Wherever the string "conifer" shows up in the data below, copy the whole line.

[Items from a dataset]
────────

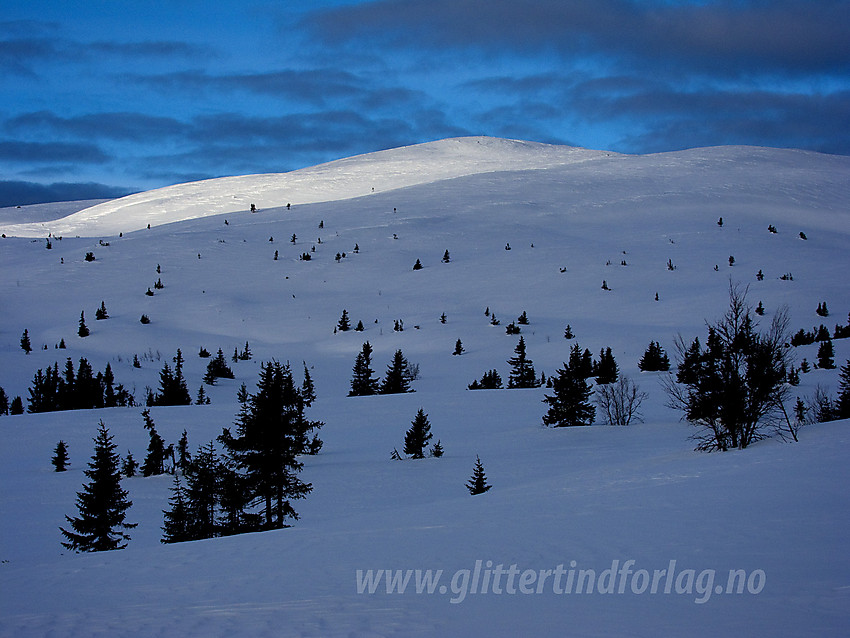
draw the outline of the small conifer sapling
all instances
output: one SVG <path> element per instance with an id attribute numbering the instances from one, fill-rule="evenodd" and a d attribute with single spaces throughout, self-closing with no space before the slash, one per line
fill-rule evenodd
<path id="1" fill-rule="evenodd" d="M 65 441 L 59 441 L 56 444 L 56 449 L 53 453 L 53 458 L 50 460 L 57 472 L 64 472 L 68 469 L 68 446 Z"/>
<path id="2" fill-rule="evenodd" d="M 466 484 L 466 489 L 469 490 L 472 496 L 476 496 L 483 494 L 491 487 L 493 486 L 487 483 L 487 476 L 484 474 L 484 465 L 482 465 L 481 459 L 476 455 L 475 469 L 472 471 L 472 476 Z"/>

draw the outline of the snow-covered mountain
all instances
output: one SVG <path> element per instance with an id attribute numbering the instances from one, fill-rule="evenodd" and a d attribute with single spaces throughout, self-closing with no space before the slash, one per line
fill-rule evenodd
<path id="1" fill-rule="evenodd" d="M 292 528 L 163 546 L 170 477 L 135 477 L 124 481 L 139 522 L 129 547 L 76 556 L 58 527 L 76 513 L 97 423 L 122 454 L 142 458 L 141 408 L 0 417 L 0 635 L 846 633 L 847 423 L 809 426 L 798 444 L 697 453 L 657 375 L 637 361 L 651 340 L 672 355 L 677 334 L 702 339 L 730 280 L 749 286 L 765 320 L 787 306 L 795 331 L 847 323 L 848 202 L 842 156 L 753 147 L 628 156 L 459 138 L 82 210 L 0 210 L 0 387 L 10 397 L 26 401 L 37 369 L 86 357 L 98 370 L 110 363 L 142 401 L 177 348 L 194 393 L 200 348 L 229 355 L 248 342 L 254 358 L 233 364 L 237 378 L 205 388 L 211 405 L 152 410 L 164 438 L 186 429 L 193 449 L 214 439 L 233 423 L 239 385 L 252 388 L 271 358 L 292 362 L 296 376 L 310 366 L 319 396 L 310 416 L 326 423 L 324 449 L 305 460 L 314 491 Z M 101 302 L 110 318 L 96 321 Z M 815 314 L 821 302 L 827 318 Z M 334 330 L 344 309 L 363 332 Z M 538 374 L 553 374 L 572 343 L 611 347 L 649 395 L 645 423 L 545 429 L 545 389 L 466 390 L 493 368 L 507 377 L 517 337 L 505 326 L 523 311 Z M 563 337 L 567 324 L 575 341 Z M 465 352 L 452 356 L 458 339 Z M 397 349 L 419 364 L 416 392 L 346 397 L 366 340 L 378 374 Z M 850 344 L 835 348 L 841 365 Z M 795 354 L 811 363 L 816 346 Z M 794 394 L 819 385 L 834 394 L 837 372 L 802 375 Z M 391 461 L 420 407 L 446 455 Z M 71 456 L 64 474 L 50 466 L 60 439 Z M 476 455 L 494 487 L 473 498 L 464 483 Z M 532 570 L 537 587 L 559 564 L 601 577 L 615 560 L 649 576 L 675 560 L 685 590 L 687 569 L 716 570 L 724 591 L 698 594 L 703 576 L 682 594 L 676 583 L 669 594 L 555 594 L 550 575 L 539 594 L 479 590 L 457 602 L 454 593 L 476 561 L 479 573 Z M 370 569 L 442 569 L 446 593 L 412 584 L 358 593 L 357 570 Z M 762 570 L 763 589 L 726 594 L 730 569 L 756 573 L 753 588 Z"/>

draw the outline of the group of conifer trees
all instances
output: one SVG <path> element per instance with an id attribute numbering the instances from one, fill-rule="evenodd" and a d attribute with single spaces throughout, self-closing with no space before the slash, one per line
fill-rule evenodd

────────

- Answer box
draw the outline of the small conifer sapling
draw the outline of the group of conifer trees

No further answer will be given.